> EXTRACTED DATA
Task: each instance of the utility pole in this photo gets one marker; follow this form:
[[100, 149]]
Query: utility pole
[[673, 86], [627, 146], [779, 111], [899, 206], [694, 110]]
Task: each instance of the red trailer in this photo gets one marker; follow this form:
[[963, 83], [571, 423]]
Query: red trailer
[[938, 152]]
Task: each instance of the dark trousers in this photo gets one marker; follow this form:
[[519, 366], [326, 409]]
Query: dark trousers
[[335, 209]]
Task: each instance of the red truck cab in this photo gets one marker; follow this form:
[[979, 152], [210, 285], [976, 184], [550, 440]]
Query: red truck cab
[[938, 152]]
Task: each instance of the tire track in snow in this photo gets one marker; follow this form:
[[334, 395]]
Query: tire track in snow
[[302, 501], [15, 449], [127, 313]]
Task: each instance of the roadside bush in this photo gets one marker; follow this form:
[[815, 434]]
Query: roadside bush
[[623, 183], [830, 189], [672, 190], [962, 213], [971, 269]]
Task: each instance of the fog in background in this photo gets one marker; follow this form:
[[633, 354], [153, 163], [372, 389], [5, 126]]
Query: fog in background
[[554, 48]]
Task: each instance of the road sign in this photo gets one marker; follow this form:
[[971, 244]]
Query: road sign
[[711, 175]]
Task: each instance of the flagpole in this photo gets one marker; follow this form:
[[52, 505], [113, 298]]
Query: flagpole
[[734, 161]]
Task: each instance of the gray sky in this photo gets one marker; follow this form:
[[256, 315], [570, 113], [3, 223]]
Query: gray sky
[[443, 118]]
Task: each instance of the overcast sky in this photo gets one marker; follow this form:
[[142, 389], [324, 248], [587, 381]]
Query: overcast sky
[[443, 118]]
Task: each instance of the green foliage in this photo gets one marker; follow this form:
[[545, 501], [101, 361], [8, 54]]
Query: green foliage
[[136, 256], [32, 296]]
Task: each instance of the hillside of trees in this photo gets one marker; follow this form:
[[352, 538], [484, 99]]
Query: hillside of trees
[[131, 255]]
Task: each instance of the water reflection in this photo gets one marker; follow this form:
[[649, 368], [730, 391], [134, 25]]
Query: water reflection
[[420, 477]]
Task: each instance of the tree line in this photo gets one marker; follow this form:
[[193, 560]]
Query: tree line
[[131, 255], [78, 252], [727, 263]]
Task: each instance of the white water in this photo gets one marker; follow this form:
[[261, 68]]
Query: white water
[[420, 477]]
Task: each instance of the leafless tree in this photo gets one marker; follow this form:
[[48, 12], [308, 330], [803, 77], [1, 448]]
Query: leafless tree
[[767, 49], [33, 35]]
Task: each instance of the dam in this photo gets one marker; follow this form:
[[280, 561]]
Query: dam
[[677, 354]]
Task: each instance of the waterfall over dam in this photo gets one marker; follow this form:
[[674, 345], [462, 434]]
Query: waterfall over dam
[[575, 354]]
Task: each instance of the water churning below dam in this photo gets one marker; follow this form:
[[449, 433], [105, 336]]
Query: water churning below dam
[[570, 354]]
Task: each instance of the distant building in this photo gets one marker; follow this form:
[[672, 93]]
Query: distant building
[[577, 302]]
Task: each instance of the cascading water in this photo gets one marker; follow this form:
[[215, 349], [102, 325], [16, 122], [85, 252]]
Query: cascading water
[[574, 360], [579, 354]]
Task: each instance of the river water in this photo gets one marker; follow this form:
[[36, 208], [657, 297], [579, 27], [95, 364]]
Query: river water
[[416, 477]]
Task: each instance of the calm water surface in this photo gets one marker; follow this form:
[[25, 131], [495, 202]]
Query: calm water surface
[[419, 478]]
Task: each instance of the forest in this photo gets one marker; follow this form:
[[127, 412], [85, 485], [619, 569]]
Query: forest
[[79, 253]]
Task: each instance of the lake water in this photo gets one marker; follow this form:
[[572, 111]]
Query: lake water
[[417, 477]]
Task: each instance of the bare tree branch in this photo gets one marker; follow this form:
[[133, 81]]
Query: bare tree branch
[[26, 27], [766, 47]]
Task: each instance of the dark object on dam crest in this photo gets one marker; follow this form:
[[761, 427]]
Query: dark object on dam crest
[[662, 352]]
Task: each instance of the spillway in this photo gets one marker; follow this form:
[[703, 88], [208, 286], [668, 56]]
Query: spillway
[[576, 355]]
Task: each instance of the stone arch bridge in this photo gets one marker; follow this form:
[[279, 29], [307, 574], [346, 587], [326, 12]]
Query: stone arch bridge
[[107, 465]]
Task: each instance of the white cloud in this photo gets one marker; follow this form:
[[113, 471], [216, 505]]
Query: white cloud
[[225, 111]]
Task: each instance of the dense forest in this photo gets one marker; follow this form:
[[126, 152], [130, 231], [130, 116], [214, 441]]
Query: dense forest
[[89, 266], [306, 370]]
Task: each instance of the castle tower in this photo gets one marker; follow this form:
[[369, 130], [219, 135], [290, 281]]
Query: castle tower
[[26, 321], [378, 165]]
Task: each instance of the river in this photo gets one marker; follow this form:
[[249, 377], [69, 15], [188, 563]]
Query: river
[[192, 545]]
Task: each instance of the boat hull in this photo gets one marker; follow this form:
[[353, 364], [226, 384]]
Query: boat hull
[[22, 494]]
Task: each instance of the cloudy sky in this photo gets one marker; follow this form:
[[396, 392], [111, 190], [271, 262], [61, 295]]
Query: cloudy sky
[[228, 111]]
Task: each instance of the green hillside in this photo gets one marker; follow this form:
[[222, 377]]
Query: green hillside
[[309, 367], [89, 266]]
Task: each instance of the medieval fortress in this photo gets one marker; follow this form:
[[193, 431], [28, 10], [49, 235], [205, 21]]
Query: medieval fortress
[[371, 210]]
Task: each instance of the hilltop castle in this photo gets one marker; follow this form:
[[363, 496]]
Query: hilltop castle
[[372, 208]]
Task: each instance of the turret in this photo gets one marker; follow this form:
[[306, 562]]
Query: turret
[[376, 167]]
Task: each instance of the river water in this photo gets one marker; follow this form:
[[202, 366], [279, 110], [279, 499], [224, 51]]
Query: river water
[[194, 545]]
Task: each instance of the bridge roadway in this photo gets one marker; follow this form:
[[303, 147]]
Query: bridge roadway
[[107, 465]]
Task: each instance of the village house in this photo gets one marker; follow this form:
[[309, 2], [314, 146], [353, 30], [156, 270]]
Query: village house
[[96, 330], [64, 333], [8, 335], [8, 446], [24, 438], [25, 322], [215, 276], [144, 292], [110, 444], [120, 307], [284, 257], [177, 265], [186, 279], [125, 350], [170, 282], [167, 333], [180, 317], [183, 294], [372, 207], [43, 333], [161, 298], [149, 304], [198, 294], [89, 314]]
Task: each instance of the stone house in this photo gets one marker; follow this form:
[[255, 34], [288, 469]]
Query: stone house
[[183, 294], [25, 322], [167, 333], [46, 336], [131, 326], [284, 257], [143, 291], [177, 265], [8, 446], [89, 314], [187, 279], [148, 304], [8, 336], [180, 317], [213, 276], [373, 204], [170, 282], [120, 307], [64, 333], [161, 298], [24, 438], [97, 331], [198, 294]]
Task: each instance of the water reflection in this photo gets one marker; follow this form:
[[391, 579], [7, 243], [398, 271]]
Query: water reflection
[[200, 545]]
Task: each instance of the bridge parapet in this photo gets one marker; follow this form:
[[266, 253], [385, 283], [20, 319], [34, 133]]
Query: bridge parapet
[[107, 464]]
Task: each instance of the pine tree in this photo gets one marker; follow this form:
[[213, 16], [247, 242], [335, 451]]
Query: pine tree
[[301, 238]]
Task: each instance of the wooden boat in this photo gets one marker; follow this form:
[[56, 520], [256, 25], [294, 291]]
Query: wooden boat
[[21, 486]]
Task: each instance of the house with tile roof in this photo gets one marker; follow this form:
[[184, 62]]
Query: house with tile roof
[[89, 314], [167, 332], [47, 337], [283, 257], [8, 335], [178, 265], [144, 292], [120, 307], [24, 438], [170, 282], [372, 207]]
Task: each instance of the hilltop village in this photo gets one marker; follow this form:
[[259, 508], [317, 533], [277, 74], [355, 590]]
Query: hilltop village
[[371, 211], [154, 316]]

> REQUIREMENTS
Please present the data from the line with "Task: each instance of the castle" up to and including the line with "[[376, 167]]" as a Markdown table with the columns Row and Line, where Row numbers each line and Line holds its text. Skip any blank lines.

> THE RESPONSE
| Row | Line |
|---|---|
| 1 | Task: each instance of the castle tower in this photo gets one marker; follow this form: |
| 2 | [[369, 130], [219, 135], [290, 281]] |
| 3 | Query: castle tower |
| 4 | [[26, 321], [378, 165]] |
| 5 | Task: each instance of the river in this photo gets one marker; follow this form: |
| 6 | [[249, 377], [69, 15], [188, 563]] |
| 7 | Query: river |
| 8 | [[192, 545]] |
| 9 | Task: each instance of the boat hull in this photo gets one marker; follow this form: |
| 10 | [[353, 364], [226, 384]] |
| 11 | Query: boat hull |
| 12 | [[22, 494]] |
| 13 | Task: each instance of the cloudy sky in this photo gets one marker; follow this form: |
| 14 | [[396, 392], [111, 190], [271, 262], [61, 295]] |
| 15 | Query: cloudy sky |
| 16 | [[228, 111]] |
| 17 | Task: each instance of the green hillside in this photo gets one marker; follow this form: |
| 18 | [[222, 377]] |
| 19 | Query: green hillside |
| 20 | [[309, 367], [89, 266]] |
| 21 | Task: each instance of the medieval fortress in this photo gets one marker; follow this form: |
| 22 | [[193, 431], [28, 10], [49, 235], [205, 21]] |
| 23 | Query: medieval fortress |
| 24 | [[371, 210]] |
| 25 | Task: each instance of the hilltop castle in this photo gets one marker; follow this form: |
| 26 | [[363, 496]] |
| 27 | Query: hilltop castle |
| 28 | [[372, 208]] |
| 29 | Task: each instance of the turret in this photo gets one marker; follow this form: |
| 30 | [[306, 562]] |
| 31 | Query: turret |
| 32 | [[376, 167]] |